**Exercise directions:** Reproduce the records below, swapping "bounding rectangle" for "bounding box" at every occurrence and leaving all other text unchanged.
= = = = =
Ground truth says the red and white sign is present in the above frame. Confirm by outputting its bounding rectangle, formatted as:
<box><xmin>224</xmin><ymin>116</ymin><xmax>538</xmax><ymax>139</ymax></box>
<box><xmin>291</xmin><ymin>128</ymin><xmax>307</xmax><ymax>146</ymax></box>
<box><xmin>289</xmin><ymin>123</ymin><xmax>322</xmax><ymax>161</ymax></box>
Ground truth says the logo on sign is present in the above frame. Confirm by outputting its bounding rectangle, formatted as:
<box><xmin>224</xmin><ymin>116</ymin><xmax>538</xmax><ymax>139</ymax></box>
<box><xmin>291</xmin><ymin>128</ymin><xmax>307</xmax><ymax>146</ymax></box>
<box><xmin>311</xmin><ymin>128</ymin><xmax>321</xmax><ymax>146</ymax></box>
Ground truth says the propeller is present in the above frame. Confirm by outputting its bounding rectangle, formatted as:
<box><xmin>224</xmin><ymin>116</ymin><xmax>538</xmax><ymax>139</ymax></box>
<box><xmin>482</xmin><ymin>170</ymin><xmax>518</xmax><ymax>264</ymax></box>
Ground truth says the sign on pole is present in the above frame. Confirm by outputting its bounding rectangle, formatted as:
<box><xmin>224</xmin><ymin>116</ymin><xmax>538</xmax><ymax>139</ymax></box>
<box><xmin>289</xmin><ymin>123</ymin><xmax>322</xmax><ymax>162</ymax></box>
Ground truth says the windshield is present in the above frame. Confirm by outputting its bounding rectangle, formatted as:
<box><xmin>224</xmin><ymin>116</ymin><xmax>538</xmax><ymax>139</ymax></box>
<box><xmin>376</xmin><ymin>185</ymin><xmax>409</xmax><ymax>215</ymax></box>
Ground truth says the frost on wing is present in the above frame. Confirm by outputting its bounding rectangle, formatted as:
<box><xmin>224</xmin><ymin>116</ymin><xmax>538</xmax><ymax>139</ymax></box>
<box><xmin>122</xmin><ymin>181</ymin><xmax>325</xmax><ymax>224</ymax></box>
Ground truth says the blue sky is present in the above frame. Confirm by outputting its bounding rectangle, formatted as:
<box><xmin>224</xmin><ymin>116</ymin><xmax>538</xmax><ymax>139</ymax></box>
= = = = =
**Result for this task:**
Ground truth says the red and white sign is present in the above frame. Confirm by outputting its bounding box, formatted as:
<box><xmin>224</xmin><ymin>116</ymin><xmax>538</xmax><ymax>139</ymax></box>
<box><xmin>291</xmin><ymin>128</ymin><xmax>307</xmax><ymax>146</ymax></box>
<box><xmin>289</xmin><ymin>123</ymin><xmax>322</xmax><ymax>161</ymax></box>
Ground truth says the logo on sign is present in the above frame. Confirm by outputting its bounding box, formatted as:
<box><xmin>224</xmin><ymin>116</ymin><xmax>538</xmax><ymax>139</ymax></box>
<box><xmin>291</xmin><ymin>128</ymin><xmax>307</xmax><ymax>146</ymax></box>
<box><xmin>311</xmin><ymin>128</ymin><xmax>321</xmax><ymax>146</ymax></box>
Ground truth says the propeller is present in the above frame. Confirm by outputting its bounding box, formatted as:
<box><xmin>224</xmin><ymin>116</ymin><xmax>538</xmax><ymax>139</ymax></box>
<box><xmin>482</xmin><ymin>170</ymin><xmax>518</xmax><ymax>264</ymax></box>
Ground truth says the sign on pole is present in the above frame. Confirm by outputting its bounding box, formatted as:
<box><xmin>224</xmin><ymin>116</ymin><xmax>538</xmax><ymax>139</ymax></box>
<box><xmin>289</xmin><ymin>123</ymin><xmax>322</xmax><ymax>162</ymax></box>
Ground truth says the windshield is present in the above frame. Confirm by outputting its bounding box, formatted as:
<box><xmin>224</xmin><ymin>116</ymin><xmax>538</xmax><ymax>139</ymax></box>
<box><xmin>376</xmin><ymin>185</ymin><xmax>409</xmax><ymax>215</ymax></box>
Ground truth says the frost on wing is present in the above frame. Confirm by outputting its bounding box, formatted as:
<box><xmin>224</xmin><ymin>116</ymin><xmax>538</xmax><ymax>139</ymax></box>
<box><xmin>122</xmin><ymin>181</ymin><xmax>325</xmax><ymax>224</ymax></box>
Ground truth says the blue sky is present in the above frame. Confirm by outputting its bounding box, formatted as:
<box><xmin>224</xmin><ymin>116</ymin><xmax>538</xmax><ymax>139</ymax></box>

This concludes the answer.